This won’t always be easy, but it will be worth it. It's said that the strength of relationships aren't actually measured by the good times. We measure the strength of our relationships by how skillfully we can participate in repair.

If we’re beating each other up and playing the blame game we aren’t repairing anything. We’re seeking catharsis. We’re feeding our personal ego, not the heart of the relationship itself.

If we learn to practice compassionate accountability and safe expressions of anger we get to feel heard far more often. And relationships get to heal.

These are the keys.

Before we focus on being more compassionate with others, it helps to start with our own inner critic. Read this:

Transforming Your Inner Critic
Why would we ever try to silence an ally instead of partner with it to form a better-functioning allyship? Wouldn’t that make more sense?

Step 6: Understand Emotional Consent

We talk about consent over the physical body but we're just now starting to explore the emotional body and what consent means there.

We're discovering that our attachment wounds are just as painful and just as sensitive to our nervous system as physical wounds.

What this means is we need to learn a great deal about emotional consent. What we're entitled to and not entitled to from other people in terms of emotional commitment, intimacy, and sharing.

The simple truth is that we're not entitled to anyone's emotional body.

The same rules apply that would apply to physical consent. I’m allowed to say no. I’m allowed to say yes and change my mind in 5 minutes.

So are you.

STORED DATA:
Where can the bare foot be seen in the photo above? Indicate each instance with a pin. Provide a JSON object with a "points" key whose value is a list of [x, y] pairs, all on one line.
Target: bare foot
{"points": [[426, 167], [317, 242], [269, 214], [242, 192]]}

EXERCISE INSTRUCTIONS:
1 – Translate this sentence from the passage on relationship repair into Spanish: "The simple truth is that we're not entitled to anyone's emotional body."
2 – In the passage on relationship repair, how do we measure the strength of our relationships?
3 – Write out the stretch of the passage on relationship repair from "Transforming Your Inner" through "as physical wounds.".
The data that comes after the passage on relationship repair is separate material.

OUTPUTS BY TASK:
1 – La simple verdad es que no tenemos derecho al cuerpo emocional de nadie.

2 – By how skillfully we can participate in repair.

3 –
Transforming Your Inner Critic
Why would we ever try to silence an ally instead of partner with it to form a better-functioning allyship? Wouldn’t that make more sense?

Step 6: Understand Emotional Consent

We talk about consent over the physical body but we're just now starting to explore the emotional body and what consent means there.

We're discovering that our attachment wounds are just as painful and just as sensitive to our nervous system as physical wounds.